+++ Dataset excerpts

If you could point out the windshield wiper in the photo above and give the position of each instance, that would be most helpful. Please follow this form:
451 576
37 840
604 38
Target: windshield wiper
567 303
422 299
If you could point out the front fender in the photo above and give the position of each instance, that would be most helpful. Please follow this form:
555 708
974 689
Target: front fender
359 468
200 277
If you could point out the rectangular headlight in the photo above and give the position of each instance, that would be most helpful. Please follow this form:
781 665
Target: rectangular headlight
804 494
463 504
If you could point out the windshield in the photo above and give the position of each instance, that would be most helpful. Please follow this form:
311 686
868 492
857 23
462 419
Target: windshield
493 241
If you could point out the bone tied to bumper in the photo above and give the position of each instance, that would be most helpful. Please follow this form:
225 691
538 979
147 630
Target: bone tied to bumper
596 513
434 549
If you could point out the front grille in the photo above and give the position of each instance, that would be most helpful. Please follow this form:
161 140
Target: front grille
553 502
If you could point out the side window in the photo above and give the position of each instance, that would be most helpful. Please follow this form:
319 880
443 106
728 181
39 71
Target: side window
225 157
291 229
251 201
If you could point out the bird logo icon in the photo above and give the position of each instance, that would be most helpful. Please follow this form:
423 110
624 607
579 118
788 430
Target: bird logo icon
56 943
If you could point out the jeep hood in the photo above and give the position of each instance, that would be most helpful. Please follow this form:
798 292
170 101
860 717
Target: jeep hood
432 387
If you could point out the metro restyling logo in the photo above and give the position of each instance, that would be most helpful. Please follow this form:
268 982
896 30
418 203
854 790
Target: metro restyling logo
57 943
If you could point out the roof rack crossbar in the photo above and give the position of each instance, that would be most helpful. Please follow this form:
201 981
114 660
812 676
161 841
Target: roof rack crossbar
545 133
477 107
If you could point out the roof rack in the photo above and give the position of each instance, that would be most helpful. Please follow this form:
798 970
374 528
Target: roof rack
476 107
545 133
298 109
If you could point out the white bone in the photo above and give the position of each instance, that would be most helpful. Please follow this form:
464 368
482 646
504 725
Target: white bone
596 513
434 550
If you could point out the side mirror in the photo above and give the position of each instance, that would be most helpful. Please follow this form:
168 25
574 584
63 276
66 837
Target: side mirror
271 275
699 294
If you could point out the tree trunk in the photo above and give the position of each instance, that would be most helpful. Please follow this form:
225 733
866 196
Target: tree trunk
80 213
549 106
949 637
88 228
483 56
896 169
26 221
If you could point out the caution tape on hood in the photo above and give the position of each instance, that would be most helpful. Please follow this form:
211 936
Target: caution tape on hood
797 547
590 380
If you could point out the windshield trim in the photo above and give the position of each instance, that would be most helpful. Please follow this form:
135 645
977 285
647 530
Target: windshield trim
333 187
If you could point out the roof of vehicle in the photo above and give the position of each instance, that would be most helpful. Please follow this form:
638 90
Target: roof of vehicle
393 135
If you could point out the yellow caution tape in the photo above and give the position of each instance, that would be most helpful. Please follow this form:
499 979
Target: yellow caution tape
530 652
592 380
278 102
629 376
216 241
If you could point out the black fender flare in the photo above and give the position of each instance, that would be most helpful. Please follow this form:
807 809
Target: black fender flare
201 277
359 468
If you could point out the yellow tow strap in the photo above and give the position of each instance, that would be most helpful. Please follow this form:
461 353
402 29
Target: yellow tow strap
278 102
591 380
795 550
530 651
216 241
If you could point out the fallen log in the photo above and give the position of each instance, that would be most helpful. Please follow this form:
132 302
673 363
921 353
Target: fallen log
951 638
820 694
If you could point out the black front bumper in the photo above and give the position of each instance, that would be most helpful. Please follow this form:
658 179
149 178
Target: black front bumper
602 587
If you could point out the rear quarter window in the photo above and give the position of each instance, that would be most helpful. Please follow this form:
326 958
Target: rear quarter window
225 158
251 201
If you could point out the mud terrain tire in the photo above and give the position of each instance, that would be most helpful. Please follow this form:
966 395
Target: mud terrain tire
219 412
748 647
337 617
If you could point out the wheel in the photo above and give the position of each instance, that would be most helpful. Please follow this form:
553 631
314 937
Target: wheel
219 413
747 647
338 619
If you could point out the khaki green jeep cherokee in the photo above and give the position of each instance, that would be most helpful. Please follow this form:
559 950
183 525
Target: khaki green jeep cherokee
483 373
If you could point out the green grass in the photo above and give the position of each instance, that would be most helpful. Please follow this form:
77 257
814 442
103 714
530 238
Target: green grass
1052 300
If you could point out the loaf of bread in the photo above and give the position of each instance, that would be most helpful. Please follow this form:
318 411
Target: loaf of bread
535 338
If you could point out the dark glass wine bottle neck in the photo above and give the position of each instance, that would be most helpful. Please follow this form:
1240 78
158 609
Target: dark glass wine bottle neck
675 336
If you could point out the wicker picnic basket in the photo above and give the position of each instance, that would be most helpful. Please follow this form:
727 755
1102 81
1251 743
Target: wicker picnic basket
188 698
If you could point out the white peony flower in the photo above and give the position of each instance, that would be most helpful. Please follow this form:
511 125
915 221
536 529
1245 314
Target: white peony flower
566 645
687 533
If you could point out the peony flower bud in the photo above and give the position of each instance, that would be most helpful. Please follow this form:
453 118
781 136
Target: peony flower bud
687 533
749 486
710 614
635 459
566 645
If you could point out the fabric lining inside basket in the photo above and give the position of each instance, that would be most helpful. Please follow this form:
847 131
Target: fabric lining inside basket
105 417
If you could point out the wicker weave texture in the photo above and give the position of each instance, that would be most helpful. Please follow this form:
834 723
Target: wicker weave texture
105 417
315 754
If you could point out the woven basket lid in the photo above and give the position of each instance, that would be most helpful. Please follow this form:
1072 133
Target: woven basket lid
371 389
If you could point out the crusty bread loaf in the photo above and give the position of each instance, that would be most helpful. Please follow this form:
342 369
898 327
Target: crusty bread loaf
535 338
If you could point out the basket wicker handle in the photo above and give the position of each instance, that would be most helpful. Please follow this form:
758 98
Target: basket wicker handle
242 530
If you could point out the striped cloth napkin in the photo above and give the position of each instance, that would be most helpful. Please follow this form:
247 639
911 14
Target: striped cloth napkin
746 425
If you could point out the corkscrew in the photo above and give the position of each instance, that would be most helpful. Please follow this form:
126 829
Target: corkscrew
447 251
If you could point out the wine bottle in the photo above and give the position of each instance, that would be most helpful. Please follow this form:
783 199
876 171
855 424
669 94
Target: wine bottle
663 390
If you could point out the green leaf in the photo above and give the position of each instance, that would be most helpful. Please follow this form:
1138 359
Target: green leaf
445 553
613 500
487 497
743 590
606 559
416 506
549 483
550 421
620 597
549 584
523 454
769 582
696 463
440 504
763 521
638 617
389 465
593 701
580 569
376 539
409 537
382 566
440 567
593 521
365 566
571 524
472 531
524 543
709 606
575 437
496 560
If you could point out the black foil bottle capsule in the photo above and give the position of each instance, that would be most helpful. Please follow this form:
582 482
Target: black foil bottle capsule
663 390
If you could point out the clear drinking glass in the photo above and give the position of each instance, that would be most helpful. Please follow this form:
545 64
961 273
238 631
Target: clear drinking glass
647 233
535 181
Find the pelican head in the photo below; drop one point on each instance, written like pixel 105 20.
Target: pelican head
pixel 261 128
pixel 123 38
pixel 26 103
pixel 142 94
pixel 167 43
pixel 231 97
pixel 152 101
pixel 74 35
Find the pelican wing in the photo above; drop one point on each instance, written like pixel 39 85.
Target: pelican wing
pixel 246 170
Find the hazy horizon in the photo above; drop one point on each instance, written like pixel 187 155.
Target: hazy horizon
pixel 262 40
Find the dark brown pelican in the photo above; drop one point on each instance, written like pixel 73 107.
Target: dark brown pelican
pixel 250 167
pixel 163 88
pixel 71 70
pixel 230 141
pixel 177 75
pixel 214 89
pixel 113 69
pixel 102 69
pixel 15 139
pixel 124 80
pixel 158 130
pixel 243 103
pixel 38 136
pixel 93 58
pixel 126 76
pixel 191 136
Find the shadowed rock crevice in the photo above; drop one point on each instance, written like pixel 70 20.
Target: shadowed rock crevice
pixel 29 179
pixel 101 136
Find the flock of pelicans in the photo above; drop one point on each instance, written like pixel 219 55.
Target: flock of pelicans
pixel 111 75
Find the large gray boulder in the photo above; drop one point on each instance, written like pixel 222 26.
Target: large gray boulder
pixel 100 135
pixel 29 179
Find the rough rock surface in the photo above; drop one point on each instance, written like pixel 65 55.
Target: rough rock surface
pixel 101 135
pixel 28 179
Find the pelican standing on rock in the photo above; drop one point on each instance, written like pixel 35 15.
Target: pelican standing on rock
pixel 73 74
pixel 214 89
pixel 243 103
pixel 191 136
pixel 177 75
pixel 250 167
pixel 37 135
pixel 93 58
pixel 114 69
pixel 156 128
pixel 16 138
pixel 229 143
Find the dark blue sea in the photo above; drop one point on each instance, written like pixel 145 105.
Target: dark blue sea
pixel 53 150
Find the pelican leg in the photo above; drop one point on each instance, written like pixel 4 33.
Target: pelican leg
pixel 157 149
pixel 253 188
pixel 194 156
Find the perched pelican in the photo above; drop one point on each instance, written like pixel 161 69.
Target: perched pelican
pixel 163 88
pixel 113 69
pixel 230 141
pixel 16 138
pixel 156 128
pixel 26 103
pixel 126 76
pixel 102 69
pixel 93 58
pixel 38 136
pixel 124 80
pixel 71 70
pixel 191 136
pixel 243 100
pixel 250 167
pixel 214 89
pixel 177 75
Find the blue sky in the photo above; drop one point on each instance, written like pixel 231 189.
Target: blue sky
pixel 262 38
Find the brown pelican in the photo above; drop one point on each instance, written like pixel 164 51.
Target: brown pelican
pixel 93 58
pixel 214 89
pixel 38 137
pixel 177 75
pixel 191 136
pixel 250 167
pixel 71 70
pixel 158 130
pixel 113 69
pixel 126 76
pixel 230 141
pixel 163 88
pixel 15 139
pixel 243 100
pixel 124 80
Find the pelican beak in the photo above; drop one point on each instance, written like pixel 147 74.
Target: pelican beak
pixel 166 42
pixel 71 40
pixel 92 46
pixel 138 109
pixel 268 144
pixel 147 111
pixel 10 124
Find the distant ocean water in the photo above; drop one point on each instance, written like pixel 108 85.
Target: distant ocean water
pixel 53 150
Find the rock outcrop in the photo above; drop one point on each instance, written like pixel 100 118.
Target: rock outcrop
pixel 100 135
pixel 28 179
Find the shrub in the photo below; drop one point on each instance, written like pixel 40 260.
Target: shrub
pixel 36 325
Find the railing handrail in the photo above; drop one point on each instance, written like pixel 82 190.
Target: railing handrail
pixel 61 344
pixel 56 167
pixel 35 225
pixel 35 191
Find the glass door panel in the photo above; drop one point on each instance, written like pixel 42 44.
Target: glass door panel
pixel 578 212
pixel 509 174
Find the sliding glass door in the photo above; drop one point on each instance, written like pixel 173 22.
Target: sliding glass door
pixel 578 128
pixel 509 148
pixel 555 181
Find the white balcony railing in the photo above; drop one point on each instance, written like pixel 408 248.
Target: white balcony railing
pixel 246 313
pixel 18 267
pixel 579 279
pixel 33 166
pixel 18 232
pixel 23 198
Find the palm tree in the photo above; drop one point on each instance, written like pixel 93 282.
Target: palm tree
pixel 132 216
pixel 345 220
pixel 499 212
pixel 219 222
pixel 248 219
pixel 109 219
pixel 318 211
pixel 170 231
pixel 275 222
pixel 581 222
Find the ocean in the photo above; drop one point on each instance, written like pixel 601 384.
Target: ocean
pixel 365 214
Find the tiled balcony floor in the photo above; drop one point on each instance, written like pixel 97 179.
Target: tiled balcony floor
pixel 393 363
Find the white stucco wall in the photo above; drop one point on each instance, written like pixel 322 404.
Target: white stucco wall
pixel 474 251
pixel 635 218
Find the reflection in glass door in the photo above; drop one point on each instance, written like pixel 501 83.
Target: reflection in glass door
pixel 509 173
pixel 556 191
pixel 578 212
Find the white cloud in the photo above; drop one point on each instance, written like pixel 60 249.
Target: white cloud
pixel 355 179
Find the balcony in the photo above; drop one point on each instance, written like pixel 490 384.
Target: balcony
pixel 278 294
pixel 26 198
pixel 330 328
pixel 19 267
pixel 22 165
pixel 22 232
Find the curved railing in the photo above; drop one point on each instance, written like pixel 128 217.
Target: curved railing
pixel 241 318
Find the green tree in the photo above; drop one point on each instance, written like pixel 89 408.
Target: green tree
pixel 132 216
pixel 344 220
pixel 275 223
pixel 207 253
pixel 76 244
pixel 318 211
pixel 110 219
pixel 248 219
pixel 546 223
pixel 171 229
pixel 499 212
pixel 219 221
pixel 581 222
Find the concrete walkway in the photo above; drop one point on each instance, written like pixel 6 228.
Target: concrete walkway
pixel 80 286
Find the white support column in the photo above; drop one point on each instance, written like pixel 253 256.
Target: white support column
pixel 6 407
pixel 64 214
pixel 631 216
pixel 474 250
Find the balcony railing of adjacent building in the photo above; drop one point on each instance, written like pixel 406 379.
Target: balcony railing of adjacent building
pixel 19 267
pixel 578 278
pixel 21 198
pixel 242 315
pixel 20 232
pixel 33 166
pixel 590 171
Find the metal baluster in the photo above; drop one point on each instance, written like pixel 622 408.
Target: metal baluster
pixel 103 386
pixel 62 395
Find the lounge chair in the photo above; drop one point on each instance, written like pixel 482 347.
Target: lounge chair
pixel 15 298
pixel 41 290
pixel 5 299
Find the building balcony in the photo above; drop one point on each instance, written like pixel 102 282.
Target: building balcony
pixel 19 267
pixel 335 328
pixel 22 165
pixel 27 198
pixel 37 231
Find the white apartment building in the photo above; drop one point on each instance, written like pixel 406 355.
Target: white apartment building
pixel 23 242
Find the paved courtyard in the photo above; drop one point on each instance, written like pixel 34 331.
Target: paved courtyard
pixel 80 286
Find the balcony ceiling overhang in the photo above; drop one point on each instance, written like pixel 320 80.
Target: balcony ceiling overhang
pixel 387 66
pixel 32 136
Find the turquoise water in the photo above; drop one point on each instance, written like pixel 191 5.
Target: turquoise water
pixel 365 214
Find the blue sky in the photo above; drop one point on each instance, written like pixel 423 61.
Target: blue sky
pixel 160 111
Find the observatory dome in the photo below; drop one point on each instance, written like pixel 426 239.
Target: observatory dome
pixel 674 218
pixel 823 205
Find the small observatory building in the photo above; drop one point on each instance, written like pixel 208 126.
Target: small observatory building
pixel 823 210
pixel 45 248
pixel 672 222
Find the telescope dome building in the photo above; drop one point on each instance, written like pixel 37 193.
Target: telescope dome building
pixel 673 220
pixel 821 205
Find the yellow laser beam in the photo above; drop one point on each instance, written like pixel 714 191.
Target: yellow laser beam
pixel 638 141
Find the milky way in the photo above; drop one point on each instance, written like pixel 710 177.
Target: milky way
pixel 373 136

++++++

What you need to do: Copy out each line of the material above that holds the word "below".

Output for this task:
Find the pelican head in the photo below; drop one point on each instance, written like pixel 105 20.
Find the shrub in the photo below; drop one point on each instance, written like pixel 40 260.
Find the observatory dome in the photo below; drop one point on each instance, written like pixel 426 239.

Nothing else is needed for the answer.